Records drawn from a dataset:
------------------------------------

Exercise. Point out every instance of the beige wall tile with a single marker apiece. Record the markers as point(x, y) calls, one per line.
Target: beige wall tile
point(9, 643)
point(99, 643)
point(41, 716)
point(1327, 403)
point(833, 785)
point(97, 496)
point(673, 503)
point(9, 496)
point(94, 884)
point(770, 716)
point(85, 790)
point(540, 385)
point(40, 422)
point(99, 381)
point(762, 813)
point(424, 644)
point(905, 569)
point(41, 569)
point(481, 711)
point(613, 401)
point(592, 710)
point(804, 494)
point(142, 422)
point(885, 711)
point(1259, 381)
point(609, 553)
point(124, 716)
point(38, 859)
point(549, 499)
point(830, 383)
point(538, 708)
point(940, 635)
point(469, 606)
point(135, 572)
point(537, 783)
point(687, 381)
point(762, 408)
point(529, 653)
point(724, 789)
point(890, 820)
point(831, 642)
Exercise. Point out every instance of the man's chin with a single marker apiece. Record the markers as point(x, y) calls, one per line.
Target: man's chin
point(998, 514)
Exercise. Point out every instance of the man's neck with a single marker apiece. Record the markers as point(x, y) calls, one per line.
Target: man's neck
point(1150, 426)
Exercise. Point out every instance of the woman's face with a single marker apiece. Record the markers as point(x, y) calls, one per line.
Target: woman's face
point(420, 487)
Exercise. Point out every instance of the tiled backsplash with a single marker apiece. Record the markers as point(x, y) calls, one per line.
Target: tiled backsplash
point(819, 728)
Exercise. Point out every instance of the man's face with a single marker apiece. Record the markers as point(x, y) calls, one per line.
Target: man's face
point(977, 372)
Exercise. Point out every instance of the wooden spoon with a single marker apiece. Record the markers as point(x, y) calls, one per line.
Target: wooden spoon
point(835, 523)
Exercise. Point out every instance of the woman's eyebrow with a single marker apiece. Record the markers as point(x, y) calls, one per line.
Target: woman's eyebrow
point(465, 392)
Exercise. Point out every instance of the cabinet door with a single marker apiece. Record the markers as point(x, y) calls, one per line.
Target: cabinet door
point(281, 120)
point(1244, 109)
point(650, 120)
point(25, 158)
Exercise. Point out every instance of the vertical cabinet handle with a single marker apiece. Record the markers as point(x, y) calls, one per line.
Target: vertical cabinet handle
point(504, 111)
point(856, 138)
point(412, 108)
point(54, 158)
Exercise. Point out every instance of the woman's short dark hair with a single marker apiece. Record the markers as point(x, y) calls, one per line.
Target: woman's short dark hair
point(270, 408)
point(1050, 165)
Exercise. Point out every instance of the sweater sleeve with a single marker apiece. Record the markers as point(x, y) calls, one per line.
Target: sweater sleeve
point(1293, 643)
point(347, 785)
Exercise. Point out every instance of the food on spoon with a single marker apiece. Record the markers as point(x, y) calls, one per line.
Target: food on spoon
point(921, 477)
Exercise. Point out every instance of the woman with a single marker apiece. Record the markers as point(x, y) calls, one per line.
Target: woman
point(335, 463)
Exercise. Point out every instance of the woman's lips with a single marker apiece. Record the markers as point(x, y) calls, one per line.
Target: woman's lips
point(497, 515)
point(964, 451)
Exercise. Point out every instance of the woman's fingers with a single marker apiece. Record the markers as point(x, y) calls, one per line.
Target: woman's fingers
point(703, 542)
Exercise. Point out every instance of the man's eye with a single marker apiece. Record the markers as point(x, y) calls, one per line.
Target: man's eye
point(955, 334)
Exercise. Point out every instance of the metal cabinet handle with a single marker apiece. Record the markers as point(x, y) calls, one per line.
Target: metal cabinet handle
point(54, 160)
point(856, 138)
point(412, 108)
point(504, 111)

------------------------------------

Each line from the one containing "Target: cabinet door" to the final line of the entries above must be returned exactly, and no other line may appear.

Target: cabinet door
point(281, 120)
point(1244, 109)
point(650, 120)
point(25, 158)
Exercise. Point out every instance of the vertical cabinet handle with a single marker apiece. Record the markers as point(x, y) calls, one per line.
Target: vertical cabinet handle
point(504, 111)
point(856, 138)
point(412, 108)
point(54, 158)
Exercise. Point out every instance of the woman's short dark hair with a single marker apiece. Record the markers as point(x, y) calls, one per line.
Target: woman's short dark hair
point(270, 408)
point(1050, 165)
Exercise. Point out every instance of the sweater sleeve with a single marker apiece. Record the markers as point(x, y) calls, one per line.
Target: sweater sleeve
point(1293, 643)
point(347, 785)
Exercise. Point out every instance of the food on spoon with a single marker apiece. Record the markers as point(x, y) calls, one per line.
Target: food on spoon
point(921, 477)
Exercise. Point out every instance of the woman with a single marker apiece. Record the markers as point(x, y) calls, one per line.
Target: woman
point(335, 463)
Exercise. Point out every instance of the woman's lips with a single marker apiece. Record the markers as point(x, y) calls, one per line.
Target: woman's lips
point(497, 515)
point(964, 451)
Exercise. Point out every instance of the woman's fingers with a single marker apiece. Record the markers as point(x, y) calls, one per line.
Target: woman's fingers
point(703, 542)
Exercise. Point out every instance of the man's eye with a single marker apiece. Record the markers as point(x, y) calls, one per line.
Target: man's eye
point(955, 334)
Exercise. Point out every instance of the metal cabinet handle with a single marker apiece. Record the markers as point(x, y) calls, one per line.
Target: metal cabinet handle
point(54, 160)
point(856, 138)
point(412, 108)
point(504, 111)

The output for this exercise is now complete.